**EXTRACT PROVIDED**

▶

Today in this fierce market competition, manufacturers manufacture a wider variety of products to meet customer needs. In that process, manufacturers frequently change the manufacturing recipes which make the assembly and disassembly of components much more complicated. Tseng, Chang, and Li (2008) suggested for adjusted design proposal and use of less-polluting material to be used in modular design. Moreover, inefficient product design can lead to high wastage during production, low life and high costs associated with disposal (Eichner and Pethig 2001). Promoting recyclability by greening product design is a better approach to sustainability. Green design requires involvement of multiple parties (suppliers and waste management service providers) in the decision-making process (Hundal 2000). As mentioned earlier, involvement of suppliers is necessary in the green design stage. Companies must improve supplier relationships for successful green product development. Dubey and Bag (2013) found that buyer–supplier relationships positively influence environmental performance. Green design is a key driver in green procurement projects. Green design seeks to follow a number of safeguards and checks in the procurement process to positively assist in the areas such as end of products, percentage of wastage, scrap generation, toxicity levels and environmental impacts.

Readers may wonder how unethical practices are linked with buyer–supplier relationships and green design for sustainability. Buyers working in the engineering and steel sector most of the times get involved in certain deceitful and subtle practices in order to save cost of company or extract some advantages which may be beneficial for the buying firm. Buyers may even get involved in such practices simply to gain savings and score high points in their annual performance assessments. However, in this process buyers fail to see the long-term implications. The current study aims to explore this area which has so far been under researched and needs immediate attention by researchers.

◀

**TASK DIRECTIONS**
Edit the passage on green design by rewriting everything from "Readers may wonder" down to "attention by researchers.", with "deceitful" changed to "dishonest".

**DATASET**
▶

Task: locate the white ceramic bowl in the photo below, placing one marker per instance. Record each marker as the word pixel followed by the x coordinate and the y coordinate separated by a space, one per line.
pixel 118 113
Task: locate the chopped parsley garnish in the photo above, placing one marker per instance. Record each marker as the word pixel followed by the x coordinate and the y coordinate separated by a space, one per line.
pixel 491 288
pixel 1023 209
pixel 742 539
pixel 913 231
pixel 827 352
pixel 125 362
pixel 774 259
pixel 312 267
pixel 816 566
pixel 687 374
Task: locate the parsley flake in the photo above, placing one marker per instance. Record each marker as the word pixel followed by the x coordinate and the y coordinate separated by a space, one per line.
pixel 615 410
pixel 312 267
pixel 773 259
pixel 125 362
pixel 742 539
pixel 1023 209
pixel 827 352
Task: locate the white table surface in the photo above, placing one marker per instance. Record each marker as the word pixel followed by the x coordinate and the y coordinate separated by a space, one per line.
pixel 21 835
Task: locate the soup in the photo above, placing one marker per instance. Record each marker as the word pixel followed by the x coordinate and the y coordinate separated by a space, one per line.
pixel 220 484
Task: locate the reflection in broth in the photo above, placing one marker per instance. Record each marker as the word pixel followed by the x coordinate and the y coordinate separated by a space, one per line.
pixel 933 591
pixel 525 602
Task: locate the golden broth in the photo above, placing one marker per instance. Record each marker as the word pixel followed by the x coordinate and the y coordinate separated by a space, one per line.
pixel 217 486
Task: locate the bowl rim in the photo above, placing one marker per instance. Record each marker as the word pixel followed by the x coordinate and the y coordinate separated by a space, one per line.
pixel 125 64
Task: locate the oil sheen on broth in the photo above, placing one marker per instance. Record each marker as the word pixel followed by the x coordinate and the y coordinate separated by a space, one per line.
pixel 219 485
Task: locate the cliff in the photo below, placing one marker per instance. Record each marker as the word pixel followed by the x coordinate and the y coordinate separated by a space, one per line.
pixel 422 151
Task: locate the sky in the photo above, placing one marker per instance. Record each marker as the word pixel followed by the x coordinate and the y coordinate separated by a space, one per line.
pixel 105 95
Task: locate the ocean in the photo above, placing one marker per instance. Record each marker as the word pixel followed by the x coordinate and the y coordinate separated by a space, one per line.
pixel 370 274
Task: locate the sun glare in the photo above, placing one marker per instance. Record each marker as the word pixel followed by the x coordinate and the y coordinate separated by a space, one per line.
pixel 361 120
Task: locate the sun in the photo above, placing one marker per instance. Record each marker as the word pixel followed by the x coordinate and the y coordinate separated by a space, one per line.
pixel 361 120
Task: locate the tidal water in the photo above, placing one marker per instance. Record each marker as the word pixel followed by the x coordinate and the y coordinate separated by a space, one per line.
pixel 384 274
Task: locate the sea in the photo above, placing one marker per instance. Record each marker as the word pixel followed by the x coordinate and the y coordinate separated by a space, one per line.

◀

**EXERCISE SOLUTION**
Readers may wonder how unethical practices are linked with buyer–supplier relationships and green design for sustainability. Buyers working in the engineering and steel sector most of the times get involved in certain dishonest and subtle practices in order to save cost of company or extract some advantages which may be beneficial for the buying firm. Buyers may even get involved in such practices simply to gain savings and score high points in their annual performance assessments. However, in this process buyers fail to see the long-term implications. The current study aims to explore this area which has so far been under researched and needs immediate attention by researchers.